<<<<
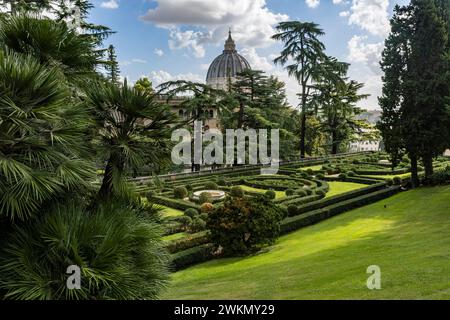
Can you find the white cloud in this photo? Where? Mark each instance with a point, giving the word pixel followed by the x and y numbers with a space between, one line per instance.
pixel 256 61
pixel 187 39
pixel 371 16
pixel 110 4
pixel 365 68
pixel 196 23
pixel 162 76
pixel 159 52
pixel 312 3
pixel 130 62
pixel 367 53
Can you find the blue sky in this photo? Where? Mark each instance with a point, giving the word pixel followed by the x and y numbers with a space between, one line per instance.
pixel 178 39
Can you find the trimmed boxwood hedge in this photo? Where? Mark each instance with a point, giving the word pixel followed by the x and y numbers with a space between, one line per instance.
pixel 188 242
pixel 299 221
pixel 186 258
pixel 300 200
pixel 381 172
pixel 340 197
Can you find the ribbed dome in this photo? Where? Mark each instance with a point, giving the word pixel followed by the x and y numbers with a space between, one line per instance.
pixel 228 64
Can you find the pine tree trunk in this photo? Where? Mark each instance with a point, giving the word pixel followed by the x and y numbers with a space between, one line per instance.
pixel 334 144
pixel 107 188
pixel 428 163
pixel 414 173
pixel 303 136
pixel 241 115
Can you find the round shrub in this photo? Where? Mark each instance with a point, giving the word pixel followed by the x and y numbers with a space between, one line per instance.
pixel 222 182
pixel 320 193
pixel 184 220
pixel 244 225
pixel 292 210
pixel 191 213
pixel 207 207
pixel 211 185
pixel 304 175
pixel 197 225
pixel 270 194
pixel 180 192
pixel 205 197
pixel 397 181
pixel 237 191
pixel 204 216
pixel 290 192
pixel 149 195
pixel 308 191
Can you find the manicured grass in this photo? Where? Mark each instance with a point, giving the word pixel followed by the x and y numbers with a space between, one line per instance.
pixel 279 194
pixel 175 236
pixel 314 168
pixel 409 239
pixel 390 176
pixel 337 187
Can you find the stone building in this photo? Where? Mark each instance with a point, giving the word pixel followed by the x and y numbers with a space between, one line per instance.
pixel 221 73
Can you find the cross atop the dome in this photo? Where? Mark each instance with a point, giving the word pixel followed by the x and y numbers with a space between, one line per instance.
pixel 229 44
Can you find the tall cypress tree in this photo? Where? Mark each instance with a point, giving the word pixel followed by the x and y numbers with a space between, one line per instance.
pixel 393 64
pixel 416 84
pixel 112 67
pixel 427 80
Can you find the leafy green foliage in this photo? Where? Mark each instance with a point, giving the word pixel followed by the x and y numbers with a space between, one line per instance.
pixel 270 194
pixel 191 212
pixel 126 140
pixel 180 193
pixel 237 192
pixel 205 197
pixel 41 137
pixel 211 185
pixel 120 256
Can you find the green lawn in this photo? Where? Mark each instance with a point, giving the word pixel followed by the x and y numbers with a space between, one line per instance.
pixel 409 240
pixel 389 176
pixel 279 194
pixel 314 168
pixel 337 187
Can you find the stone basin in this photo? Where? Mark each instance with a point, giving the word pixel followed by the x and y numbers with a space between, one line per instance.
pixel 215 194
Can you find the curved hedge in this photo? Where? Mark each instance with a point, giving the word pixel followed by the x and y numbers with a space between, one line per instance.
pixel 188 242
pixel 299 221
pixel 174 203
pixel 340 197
>>>>
* _What to produce_
Rewrite every line of the data above, swapping each "instance" for "occurrence" and keeping everything else the same. Omit the pictures.

* _Problem solution_
Can you find the white cloud in this photo? Where? Mark each occurrence with a point, giving the word pixel followed by the x and y numbers with a space between, one line per occurrence.
pixel 256 61
pixel 187 39
pixel 371 16
pixel 110 4
pixel 365 68
pixel 196 23
pixel 162 76
pixel 159 52
pixel 312 3
pixel 130 62
pixel 367 53
Can you find the blue sky in this photo? Where? Mark each occurrence with a point, giving the word pixel followed by the x and y numbers with a space between, one line per occurrence.
pixel 178 39
Can you find the trimmed boxwood hedge in this photo? Where? Mark each occurrence with a point, giving the word pixel followed by the x and y numbers with a space between, one line per occurrence.
pixel 188 242
pixel 299 221
pixel 186 258
pixel 300 200
pixel 381 172
pixel 340 197
Can you find the ribbed dome in this photo? Where? Mark each occurrence with a point, giving the word pixel followed by the x and y numbers with a space between, one line per occurrence.
pixel 228 64
Can you find the pine tree trunk in this photo? Where? Mark each occurrence with a point, giving the word pixel followed by the x and y numbers with a space between, one line per occurrence.
pixel 334 144
pixel 107 188
pixel 428 163
pixel 414 173
pixel 303 136
pixel 241 115
Can you find the round shrub in this photo? Where? Mark each occurrence with a point, giving the word pixel followed by the x and y numbers with a space between, one line per occurrence.
pixel 222 182
pixel 320 193
pixel 184 220
pixel 244 225
pixel 292 210
pixel 191 213
pixel 207 207
pixel 211 185
pixel 304 175
pixel 197 225
pixel 270 194
pixel 180 192
pixel 205 197
pixel 397 181
pixel 237 191
pixel 204 216
pixel 290 192
pixel 149 195
pixel 308 191
Can you find the manicured grass in this photo? Where? Mark each occurrence with a point, giving the word pixel followed by the x and y numbers with a space between, one line per occurrence.
pixel 279 194
pixel 175 236
pixel 314 168
pixel 409 239
pixel 390 176
pixel 337 187
Can you find the stone building in this photo? Where? Mark each occurrence with a point, giving the word pixel followed by the x and y numbers with a space between, one line per occurrence.
pixel 221 73
Can you find the cross atop the dome in this photo? Where? Mark each occurrence with a point, giving the word pixel followed by the x and y numbers with a space between, one line per occurrence.
pixel 229 44
Can you find the tall cypress tree in this photo? Where? Mark each occurrence with a point, giving the word pixel followed by the x and y numbers with a space between, one line per occurrence.
pixel 393 64
pixel 416 84
pixel 112 67
pixel 427 80
Can you find the leafy green foliage in this photo? Where? Mark each occurrence with a point, giving the word pixel followed by the x and y numbers with a space between, one line per occurrence.
pixel 270 194
pixel 191 212
pixel 126 140
pixel 180 193
pixel 237 192
pixel 205 197
pixel 41 137
pixel 211 185
pixel 120 256
Can you find the green lawn in this photo? Where? Mark each occurrence with a point, giving the word pixel followed by the x and y numbers with a space between, one line per occurrence.
pixel 409 240
pixel 389 176
pixel 279 194
pixel 314 168
pixel 337 187
Can you find the stone basin in this photo? Where? Mark each occurrence with a point, giving the word pixel followed by the x and y numbers with a space between, one line per occurrence.
pixel 215 194
Can you find the curved hedge in this photo? Where? Mark each occurrence with a point, giving the word pixel followed by the x and y numbers with a space between, one line per occurrence.
pixel 188 242
pixel 299 221
pixel 174 203
pixel 340 197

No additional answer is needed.